### About this exercise
This exercise calls for copying every line below that holds the word "another".

__________________________________________________

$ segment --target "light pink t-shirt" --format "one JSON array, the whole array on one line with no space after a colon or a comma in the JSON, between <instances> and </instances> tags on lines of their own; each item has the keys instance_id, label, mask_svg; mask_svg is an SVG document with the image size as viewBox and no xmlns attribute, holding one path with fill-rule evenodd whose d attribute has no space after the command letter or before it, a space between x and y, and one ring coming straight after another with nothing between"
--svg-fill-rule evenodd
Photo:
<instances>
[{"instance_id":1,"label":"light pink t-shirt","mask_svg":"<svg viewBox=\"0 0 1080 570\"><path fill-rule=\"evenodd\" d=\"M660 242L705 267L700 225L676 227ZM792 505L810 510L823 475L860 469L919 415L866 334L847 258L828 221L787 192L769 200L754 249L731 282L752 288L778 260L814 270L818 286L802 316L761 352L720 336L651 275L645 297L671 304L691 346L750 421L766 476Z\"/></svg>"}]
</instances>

__________________________________________________

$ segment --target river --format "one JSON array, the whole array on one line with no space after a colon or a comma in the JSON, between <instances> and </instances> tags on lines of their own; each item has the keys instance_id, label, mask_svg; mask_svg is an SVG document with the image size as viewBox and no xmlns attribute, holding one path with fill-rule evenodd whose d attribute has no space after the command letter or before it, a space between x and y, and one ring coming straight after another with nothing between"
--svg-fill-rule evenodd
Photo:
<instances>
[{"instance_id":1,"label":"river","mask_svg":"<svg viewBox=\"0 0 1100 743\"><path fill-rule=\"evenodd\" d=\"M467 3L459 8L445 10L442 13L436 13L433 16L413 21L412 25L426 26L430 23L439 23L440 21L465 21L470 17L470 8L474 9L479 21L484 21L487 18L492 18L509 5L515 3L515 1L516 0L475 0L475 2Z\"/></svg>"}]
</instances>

__________________________________________________

### Result of this task
$ segment --target "light pink t-shirt" --format "one JSON array, the whole array on one line with no space after a colon or a comma in the JSON, between <instances> and </instances> tags on lines of their own; each item has the keys instance_id, label, mask_svg; mask_svg is an SVG document with the image size as viewBox and no xmlns attribute, holding one path with fill-rule evenodd whose d attribute has no space after the command letter or before it, a space between x and y, and one ring coming straight after another with nothing between"
$ segment --target river --format "one JSON array, the whole array on one line with no space after a colon or a comma in the JSON, between <instances> and </instances> tags on lines of their own; each item has the keys instance_id, label, mask_svg; mask_svg is an SVG document with the image size as viewBox and no xmlns attribute, holding one path with fill-rule evenodd whose d attribute has no space after the command letter or before it, a space between x and y, and one ring coming straight after another with nothing between"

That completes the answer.